— SOURCE TEXT —
# Barking



## MalteeBoop (Apr 22, 2007)

Hi all, has anyone had problems with their maltese barking. Frankie is now a week shy of 5 months and he's now discovered how to bark. This just started happening a few weeks back. I live in a condo/apartment style and he likes to bark at the door when someone walks down the hallway. I've tried correcting him with the "Baaaah" code work but it's not working. Any suggestions?

Thanks


----------



## Tina (Aug 6, 2006)

Try a spray bottle with water in it. When she barks you spray her in the face with the water. He will get the idea pretty fast. 

Tina


----------



## The A Team (Dec 1, 2005)

....or maybe a can with coins in it. When you shake it, it scares them and they stop.
















who am I to give suggestions, my Abbey is a natural born YAPPER!!!
If you figure out how to make him stop. ......let me know - thanks.


----------



## Krystal (Feb 3, 2007)

I never thought about the coins in a can thing...

Mia started barking again (it was pretty good after we bought the blue box) but she doesnt care about it anymore! She barks at people passing by or people talking outside...If you figure something out that works let me know!

OH! I found that putting Mia in time out when she is barking has slowed it down...


----------



## Snowflake's mom (May 18, 2007)

> I never thought about the coins in a can thing...
> 
> Mia started barking again (it was pretty good after we bought the blue box) but she doesnt care about it anymore! She barks at people passing by or people talking outside...If you figure something out that works let me know!
> 
> OH! I found that putting Mia in time out when she is barking has slowed it down...[/B]


Did you buy Mia one of those remote manual bark stopper things that people were raving about a while ago? I'm thinking of getting one for Snowflake, but the reviews are so mixed. I'm wondering if it works for the long haul - or if it stops working after a few days once the dog gets used to it?


----------



## dsstoube (Jul 27, 2007)

I really think that the Maltese breed do bark often. I tryed the coins in a can and that scared her to death, she shut right up! The only thing was is that it scared everyone else in the house too. :HistericalSmiley: I thought that my dog was the worst outside. Every person that walked by our house or on our sidewalk, she ran really fast right up to them. She was so loud that people just stopped and held still like she was a killer and she loved it!! :innocent: My Sasha was the sweetest little Maltese and soooo loving until we took her outside! She thought she owned everthing she saw outside. I will never forget these people's faces when they saw her coming. :shocked: LOL!!!

— RECORDS SUPPLIED —
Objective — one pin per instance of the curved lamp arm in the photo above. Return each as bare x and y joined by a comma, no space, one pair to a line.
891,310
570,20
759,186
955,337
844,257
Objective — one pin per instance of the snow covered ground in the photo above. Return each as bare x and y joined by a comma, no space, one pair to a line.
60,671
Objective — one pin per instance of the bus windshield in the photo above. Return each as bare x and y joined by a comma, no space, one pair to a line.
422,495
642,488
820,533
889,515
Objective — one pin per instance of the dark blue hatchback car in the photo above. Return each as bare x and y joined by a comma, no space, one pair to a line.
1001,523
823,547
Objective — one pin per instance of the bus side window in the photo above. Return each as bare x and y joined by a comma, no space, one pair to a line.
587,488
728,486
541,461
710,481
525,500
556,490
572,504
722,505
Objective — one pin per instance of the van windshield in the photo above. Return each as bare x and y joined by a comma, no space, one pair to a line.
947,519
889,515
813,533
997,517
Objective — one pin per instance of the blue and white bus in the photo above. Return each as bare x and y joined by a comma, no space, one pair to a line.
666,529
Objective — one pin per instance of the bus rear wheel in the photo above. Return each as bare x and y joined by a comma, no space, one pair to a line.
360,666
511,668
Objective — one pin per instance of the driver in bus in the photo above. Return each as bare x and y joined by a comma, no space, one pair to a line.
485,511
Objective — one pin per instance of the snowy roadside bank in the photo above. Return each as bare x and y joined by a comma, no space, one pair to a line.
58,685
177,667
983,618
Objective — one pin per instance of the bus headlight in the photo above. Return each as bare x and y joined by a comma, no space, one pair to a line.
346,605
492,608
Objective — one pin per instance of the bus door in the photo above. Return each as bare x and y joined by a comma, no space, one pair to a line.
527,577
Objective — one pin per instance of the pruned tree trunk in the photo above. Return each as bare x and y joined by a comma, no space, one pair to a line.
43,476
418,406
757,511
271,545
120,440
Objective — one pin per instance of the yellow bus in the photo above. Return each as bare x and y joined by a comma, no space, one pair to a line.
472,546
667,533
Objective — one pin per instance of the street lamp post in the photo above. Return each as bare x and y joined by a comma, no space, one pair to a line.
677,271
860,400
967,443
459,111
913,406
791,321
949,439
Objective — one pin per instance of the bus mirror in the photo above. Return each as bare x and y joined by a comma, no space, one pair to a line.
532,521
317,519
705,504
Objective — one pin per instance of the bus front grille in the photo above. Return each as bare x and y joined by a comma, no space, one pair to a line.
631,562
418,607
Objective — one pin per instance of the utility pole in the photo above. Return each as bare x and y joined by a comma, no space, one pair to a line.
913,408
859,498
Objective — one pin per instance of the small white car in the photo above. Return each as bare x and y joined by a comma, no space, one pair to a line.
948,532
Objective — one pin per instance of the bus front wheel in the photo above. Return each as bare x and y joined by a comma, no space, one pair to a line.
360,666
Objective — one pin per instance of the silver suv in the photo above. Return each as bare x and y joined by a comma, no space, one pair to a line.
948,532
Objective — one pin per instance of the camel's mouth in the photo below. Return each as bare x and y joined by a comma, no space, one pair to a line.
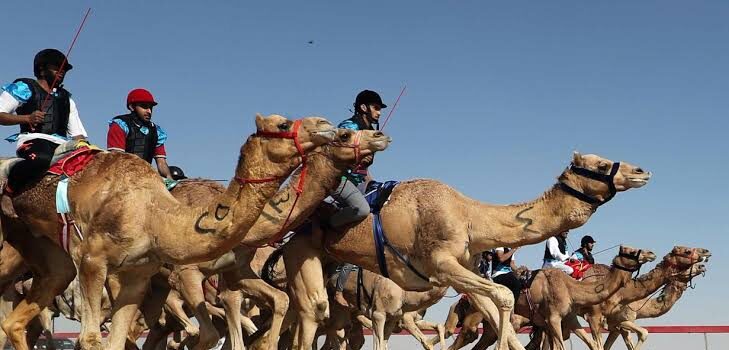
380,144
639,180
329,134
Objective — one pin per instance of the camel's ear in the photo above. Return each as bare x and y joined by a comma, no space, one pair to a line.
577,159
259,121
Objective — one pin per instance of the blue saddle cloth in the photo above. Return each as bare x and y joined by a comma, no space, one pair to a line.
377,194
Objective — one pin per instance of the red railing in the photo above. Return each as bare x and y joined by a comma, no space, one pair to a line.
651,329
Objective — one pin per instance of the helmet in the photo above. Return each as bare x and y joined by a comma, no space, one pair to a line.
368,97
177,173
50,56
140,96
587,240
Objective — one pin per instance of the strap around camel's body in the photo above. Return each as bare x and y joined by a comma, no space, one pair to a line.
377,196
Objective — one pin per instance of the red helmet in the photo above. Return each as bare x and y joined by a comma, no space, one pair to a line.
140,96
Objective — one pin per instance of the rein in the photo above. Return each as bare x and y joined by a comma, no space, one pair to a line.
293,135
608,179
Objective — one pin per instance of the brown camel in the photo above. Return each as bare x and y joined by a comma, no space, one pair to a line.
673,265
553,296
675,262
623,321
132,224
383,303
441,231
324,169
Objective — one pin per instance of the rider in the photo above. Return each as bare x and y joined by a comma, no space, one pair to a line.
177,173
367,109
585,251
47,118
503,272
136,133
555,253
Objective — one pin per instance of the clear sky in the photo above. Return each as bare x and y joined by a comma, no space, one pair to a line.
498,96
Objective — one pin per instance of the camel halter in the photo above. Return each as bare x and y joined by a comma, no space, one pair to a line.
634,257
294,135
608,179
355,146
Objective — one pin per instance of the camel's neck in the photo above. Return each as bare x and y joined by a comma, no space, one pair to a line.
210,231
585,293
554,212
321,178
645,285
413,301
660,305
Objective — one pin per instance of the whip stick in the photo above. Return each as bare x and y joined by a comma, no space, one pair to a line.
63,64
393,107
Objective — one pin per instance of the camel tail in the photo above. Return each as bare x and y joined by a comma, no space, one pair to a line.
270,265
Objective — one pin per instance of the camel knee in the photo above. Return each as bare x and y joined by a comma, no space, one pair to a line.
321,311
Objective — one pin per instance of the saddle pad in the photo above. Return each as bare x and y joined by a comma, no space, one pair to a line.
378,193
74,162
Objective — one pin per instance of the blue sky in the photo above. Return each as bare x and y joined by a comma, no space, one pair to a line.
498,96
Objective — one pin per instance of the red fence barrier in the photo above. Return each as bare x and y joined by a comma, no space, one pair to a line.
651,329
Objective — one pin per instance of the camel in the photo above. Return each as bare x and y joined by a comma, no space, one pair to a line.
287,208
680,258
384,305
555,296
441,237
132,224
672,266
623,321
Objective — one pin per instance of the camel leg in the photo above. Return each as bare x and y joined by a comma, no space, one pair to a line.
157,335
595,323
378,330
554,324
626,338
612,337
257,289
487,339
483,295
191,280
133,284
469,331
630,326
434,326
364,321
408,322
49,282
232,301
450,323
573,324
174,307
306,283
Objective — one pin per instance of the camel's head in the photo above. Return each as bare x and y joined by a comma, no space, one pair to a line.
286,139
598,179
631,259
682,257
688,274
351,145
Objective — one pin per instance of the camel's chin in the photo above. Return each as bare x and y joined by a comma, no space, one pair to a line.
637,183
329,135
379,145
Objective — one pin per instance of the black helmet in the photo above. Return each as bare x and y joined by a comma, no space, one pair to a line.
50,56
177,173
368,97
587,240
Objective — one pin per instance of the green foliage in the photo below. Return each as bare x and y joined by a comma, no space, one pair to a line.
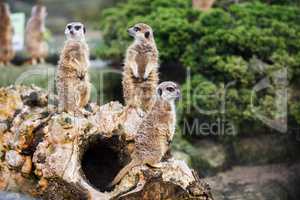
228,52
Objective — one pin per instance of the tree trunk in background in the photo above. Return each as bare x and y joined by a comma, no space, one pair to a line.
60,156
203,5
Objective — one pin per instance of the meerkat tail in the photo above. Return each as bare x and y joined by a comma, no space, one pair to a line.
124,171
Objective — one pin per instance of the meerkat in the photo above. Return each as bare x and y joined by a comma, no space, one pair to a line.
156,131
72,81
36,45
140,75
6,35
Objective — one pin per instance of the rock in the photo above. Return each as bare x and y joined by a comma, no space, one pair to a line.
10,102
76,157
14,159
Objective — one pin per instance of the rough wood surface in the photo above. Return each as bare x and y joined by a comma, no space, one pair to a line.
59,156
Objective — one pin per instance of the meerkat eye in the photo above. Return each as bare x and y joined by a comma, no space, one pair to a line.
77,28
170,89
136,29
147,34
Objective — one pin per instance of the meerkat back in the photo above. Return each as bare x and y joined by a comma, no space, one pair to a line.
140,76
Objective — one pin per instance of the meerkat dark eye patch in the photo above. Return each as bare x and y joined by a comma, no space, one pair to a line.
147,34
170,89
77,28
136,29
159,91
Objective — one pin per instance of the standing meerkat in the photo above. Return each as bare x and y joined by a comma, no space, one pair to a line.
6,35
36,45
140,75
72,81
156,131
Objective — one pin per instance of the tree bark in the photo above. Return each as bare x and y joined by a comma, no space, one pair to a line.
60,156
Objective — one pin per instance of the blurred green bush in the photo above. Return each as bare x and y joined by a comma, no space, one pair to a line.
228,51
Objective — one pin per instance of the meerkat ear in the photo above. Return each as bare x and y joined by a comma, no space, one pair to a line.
--
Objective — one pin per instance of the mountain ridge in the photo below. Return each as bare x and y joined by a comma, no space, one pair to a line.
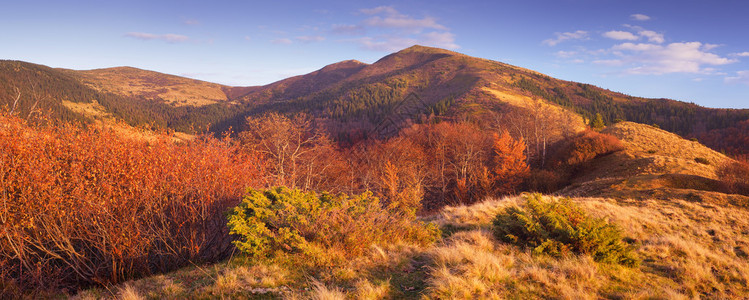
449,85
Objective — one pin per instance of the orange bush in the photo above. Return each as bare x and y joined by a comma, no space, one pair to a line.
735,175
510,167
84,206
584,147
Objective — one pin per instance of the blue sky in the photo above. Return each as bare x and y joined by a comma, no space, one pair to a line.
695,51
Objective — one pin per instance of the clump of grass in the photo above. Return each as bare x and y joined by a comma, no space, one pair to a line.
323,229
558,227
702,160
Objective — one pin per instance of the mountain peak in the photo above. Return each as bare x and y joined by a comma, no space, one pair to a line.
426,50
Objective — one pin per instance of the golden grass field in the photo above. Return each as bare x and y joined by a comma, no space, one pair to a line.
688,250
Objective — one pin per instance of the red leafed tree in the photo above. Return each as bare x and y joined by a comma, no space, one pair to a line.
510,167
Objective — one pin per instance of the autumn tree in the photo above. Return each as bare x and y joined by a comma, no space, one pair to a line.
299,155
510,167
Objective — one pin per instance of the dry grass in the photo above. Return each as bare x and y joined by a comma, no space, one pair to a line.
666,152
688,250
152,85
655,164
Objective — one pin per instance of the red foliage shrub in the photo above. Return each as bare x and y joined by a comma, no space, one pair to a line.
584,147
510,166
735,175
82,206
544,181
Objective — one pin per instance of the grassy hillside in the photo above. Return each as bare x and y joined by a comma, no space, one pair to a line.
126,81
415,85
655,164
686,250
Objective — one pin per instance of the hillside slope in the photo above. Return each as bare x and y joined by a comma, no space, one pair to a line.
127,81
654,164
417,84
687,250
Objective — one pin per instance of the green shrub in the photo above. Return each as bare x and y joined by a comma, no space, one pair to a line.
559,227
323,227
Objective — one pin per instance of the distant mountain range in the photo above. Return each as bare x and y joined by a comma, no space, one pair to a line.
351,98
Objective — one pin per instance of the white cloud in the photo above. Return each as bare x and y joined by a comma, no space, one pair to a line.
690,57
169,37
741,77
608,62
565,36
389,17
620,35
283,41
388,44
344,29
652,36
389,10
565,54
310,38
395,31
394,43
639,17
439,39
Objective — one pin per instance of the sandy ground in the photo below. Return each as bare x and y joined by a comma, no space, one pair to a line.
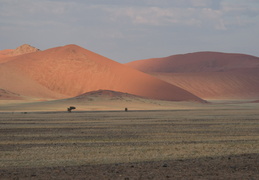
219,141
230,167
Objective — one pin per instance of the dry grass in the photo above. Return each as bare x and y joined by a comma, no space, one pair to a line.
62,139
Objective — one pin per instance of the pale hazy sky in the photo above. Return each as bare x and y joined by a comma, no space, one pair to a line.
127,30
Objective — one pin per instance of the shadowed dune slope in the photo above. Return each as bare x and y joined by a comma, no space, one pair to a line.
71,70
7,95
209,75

— BRIEF 1 —
Return every line of the records that contains the string "below", matching case exactly.
— BRIEF 2 —
Continue the forum thread about a barking Maltese from its last post.

— TASK ANSWER 1 —
Objective — one pin per instance of the camel's mouth in the photo below. Return each as bare x and y joined by a comma, no space, one pair to a line.
Objective — one pin per instance of the green foliage in the photo below. Return each as bare x and y joined by a comma, no space, one pair to a line.
Objective — one pin per instance of the mountain ridge in the photo below. Return each as bare x and y joined by a comma, no space, one pair to a line.
Objective — one pin per instance of the sandy ground in the photo below. Return each as bare x and y joined by a comma, no space, one pair to a line.

— TASK ANSWER 2 —
Debbie quote name='2MaltMom' date='May 31 2007, 07:01 PM' post='385207']
....or maybe a can with coins in it. When you shake it, it scares them and they stop.


:brownbag: :new_shocked: who am I to give suggestions, my Abbey is a natural born YAPPER!!!
If you figure out how to make him stop. ......let me know - thanks.
[/QUOTE]


----------



## gatiger40 (Jun 7, 2007)

The spray bottle has always worked well for me in combination with the deep baaah growl. All I have to do now is just show him the spray bottle and it's very quiet. That's with the 15 month old boy.

The baby girl (4 months) on the other hand has just discovered her bark and it's a really high pitch one. It makes everyone in the house jump. She only does it when she thinks she's not getting enough attention. I haven't worked on stopping her yet ( it's so darn cute to see her do it). She just seems so proud of herself. 

Good luck.

Stephanie


----------



## schatzi's mom (May 13, 2007)

Kadie also just discovered how to "bark" ( a very muffled cross between a yelp and a bark :smrofl: ) She'll "bark" when she hears someone at the door and then she'll run and hide behind my legs  . Anyway, I figure I could probably also start learning some tips for when she gets some backbone :blush:


----------



## Bijousmom (May 29, 2005)

I use the ultra sonic "Pet Agree" and it works great. The first time that I used it with his continuous barking he barked once and I said enough, pushed the button and he went behind my legs. Now after one or two barks I say enough and he stops immediately and I very rarely use it now. Do a search using the words pet agree and you can see the discussion on here about it. Spoiled Maltese is where I found out about this wonderful product. :chili: Thank you to everyone who recommended this. :grouphug:


----------



## Scoobydoo (May 26, 2005)

We have the Bark stopper and after a while the boys just ignored it so I stopped using it for a while and restarted again just last week and it worked, but you must only use it for barking.
I do find the squirt bottle the best remedy though, that works very well for us. Both Scooby and Koko are barkers and sometimes they drive us nuts, they tend to set one another off at the slightest little thing, like if one of us talks suddenly, or if they hear certain words they relate to what they feel is worth barking at :smilie_tischkante: The most common cause is "here comes" they immediately think someone is here so off they go yelling together :smstarz: 
We have asked the mail man and the UPS delivery folks to not ring the door bell, they bark incessantly if that happens :smpullhair: Also now if the phone rings off they go and it's almost impossible to talk so one of us has to hold the squirt bottle so the other can hold a conversation on the phone, and if they are not barking they are squabbling at the feet of whoever is on the phone, so all you hear is their growling and arguing about who gets to sit at the feet of the person on the phone :blink: 
I have to say there is never a dull moment in our house, especially since Koko arrived :smrofl:


----------



## Snowflake's mom (May 18, 2007)

I'm starting to get the barking when I'm home under control. (I call her to me immediately when it starts and ask her to sit and roll over, distracting her from whatever set her off). I think I'm going to put up opaque screens on the windows so Snowflake can't see what's going on outside. That should help too. She loves to look out my window at the public walkway outside our home, but seeing people walking - or especially other dogs, sets her off.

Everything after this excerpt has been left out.